Items in a dataset
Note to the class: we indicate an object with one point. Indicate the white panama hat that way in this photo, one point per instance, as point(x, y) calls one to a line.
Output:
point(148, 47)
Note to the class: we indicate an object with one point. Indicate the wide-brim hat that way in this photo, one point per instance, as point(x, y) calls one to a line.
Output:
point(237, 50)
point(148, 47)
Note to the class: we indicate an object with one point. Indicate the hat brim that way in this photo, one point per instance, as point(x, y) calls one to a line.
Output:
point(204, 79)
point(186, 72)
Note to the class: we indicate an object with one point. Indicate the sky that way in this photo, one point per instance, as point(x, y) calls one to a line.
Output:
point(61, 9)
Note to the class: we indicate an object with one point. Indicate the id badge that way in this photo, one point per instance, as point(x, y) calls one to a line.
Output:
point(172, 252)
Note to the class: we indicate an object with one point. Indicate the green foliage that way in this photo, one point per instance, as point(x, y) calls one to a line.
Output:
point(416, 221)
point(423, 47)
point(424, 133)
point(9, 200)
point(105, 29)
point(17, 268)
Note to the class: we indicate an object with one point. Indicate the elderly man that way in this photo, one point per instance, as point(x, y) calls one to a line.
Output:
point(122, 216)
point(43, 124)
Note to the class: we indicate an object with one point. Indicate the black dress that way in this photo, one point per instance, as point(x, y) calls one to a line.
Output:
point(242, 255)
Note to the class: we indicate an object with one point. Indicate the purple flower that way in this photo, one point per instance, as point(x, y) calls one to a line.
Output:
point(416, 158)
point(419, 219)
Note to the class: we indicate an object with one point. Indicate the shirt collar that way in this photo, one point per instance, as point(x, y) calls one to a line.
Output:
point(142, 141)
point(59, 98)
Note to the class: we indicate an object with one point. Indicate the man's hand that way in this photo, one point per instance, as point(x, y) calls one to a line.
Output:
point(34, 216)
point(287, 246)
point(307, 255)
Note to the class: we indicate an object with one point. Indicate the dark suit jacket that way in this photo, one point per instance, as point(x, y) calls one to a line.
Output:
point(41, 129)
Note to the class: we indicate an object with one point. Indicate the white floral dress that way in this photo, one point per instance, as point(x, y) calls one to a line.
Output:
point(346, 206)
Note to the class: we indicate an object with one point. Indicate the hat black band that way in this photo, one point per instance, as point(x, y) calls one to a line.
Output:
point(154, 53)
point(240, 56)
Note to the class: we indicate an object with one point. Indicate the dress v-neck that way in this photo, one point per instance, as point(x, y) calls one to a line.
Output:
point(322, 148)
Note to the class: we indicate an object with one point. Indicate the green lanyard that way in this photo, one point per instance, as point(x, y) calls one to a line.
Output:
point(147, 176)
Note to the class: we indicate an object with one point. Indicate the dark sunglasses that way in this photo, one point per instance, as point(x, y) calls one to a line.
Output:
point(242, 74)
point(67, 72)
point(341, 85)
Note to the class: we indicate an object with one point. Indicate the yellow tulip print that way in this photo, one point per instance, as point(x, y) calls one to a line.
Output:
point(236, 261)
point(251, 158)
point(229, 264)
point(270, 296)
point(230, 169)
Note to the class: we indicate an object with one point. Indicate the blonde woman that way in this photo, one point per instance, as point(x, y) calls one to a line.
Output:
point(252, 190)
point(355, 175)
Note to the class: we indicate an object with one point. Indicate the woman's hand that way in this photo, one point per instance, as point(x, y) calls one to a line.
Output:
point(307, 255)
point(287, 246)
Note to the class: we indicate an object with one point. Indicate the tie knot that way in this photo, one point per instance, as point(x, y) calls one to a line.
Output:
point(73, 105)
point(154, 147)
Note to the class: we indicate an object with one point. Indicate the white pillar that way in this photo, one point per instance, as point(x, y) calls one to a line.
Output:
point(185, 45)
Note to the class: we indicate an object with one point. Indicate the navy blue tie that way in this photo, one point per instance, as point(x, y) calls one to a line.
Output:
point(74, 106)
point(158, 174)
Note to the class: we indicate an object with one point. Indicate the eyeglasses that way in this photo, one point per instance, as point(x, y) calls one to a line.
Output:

Set exercise
Please repeat all of the rows above word for word.

Task answer
Note to the class: we indicate an object with one point. Indicate the white panama hat that way in this photo, one point per instance, as point(x, y) calls one to a line.
Output:
point(148, 47)
Note to the class: we indicate an object with one point. Indicate the wide-brim hat that way in this photo, one point per instance, as point(x, y) calls one to a line.
Output:
point(237, 50)
point(148, 47)
Note to the class: we indicate an object with one point. Indicate the hat brim that way in this photo, one point per instance, as point(x, y) calls one to a line.
Output:
point(204, 79)
point(186, 72)
Note to the class: we indicate an object with one point. Indicate the sky that way in this photo, one point per instance, as point(x, y) calls one to a line.
Output:
point(61, 9)
Note to the class: we indicate an object with one point. Indicate the id badge that way in this photo, one point per instance, as point(x, y) calls one to a line.
Output:
point(172, 252)
Note to the class: we indicate an object with one point. Indicate the green foliage that way in this photo, one point per instance, as point(x, y) calls one to a line.
Output:
point(416, 221)
point(423, 47)
point(424, 133)
point(9, 200)
point(105, 29)
point(17, 268)
Note to the class: we indicate an object with one point. Indicate the elderly man that way in this photo, one point per instance, as point(x, y) calls one to a line.
Output:
point(122, 216)
point(43, 124)
Note to the class: we indicate an object with one point. Indicate the black dress that way in this photo, one point per instance, as point(x, y) calls one to a line.
Output:
point(242, 255)
Note to the class: we indicate an object with one point. Indicate the purple flower that way in this photo, one point per instance, as point(x, y) calls one to a line.
Output:
point(416, 158)
point(419, 219)
Note to the class: we indicate an object with one point. Indicate the shirt collar that way in this photo, one point per instance, as point(x, y) calls one to a line.
Output:
point(142, 141)
point(59, 98)
Note to the class: we indicate an object with one point. Indicate the man's hand that way in this photo, one point per instance, as point(x, y) calls one to a line.
Output:
point(34, 216)
point(287, 246)
point(307, 255)
Note to the class: we indicate an object with one point. Indicate the dark suit jacket that way in this photo, one point per instance, as point(x, y) calls one to a line.
Output:
point(41, 129)
Note to the class: we indicate an object with one point. Indicate the white floral dress that way in this photo, one point per instance, as point(x, y) calls one to a line.
Output:
point(346, 206)
Note to the class: we indicate an object with one point. Indicate the hat black band that way in this photo, one point per instance, as point(x, y) calls one to a line.
Output:
point(154, 53)
point(240, 56)
Note to the class: we indicate an object with one point. Indicate the dress v-neck that way in this photo, one point per instance, as point(x, y) calls one to a line.
Output:
point(322, 148)
Note to the class: we indicate an object with one point. Indicate the green lanyard that way in this photo, one point per instance, as point(x, y) calls one to a line.
Output:
point(147, 176)
Note to the class: we indicate an object with one point. Indicate the dark sunglasses that way in this photo, one point per instance, as point(x, y) calls one to a line.
Output:
point(242, 74)
point(67, 72)
point(341, 85)
Note to the class: we indicate an object with one point. Indicate the yellow tulip print that way in this photo, one point per instance, as point(x, y) calls one to a line.
Output:
point(236, 261)
point(251, 158)
point(229, 264)
point(270, 296)
point(230, 169)
Note to the class: we indicate an object with one point. Indicate the blonde woman that way in this photo, one point per instance, as point(x, y) calls one to a line.
Output:
point(252, 190)
point(355, 175)
Note to the class: we indicate an object with one point. Indicate the woman's hand that way in this photo, one point per instance, as point(x, y) calls one to a line.
Output:
point(307, 255)
point(287, 246)
Note to the class: we indicate an object with one point. Indicate the tie knot that way in this photo, one point per instance, as point(x, y) calls one to a line.
Output:
point(73, 105)
point(154, 147)
Note to the class: we indicate an object with one point. Indicate the white pillar that way in this photo, one point per instance, as point(x, y) calls one to a line.
Output:
point(185, 45)
Note to the class: we indicate an object with one point. Indicate the navy blue tie that way in this photo, one point per instance, as point(x, y) calls one to a line.
Output:
point(74, 106)
point(158, 174)
Note to the class: we indicate an object with one point. Indicate the eyeglasses that way in this photo, one point per instance, as point(x, y) calls one to a line.
Output:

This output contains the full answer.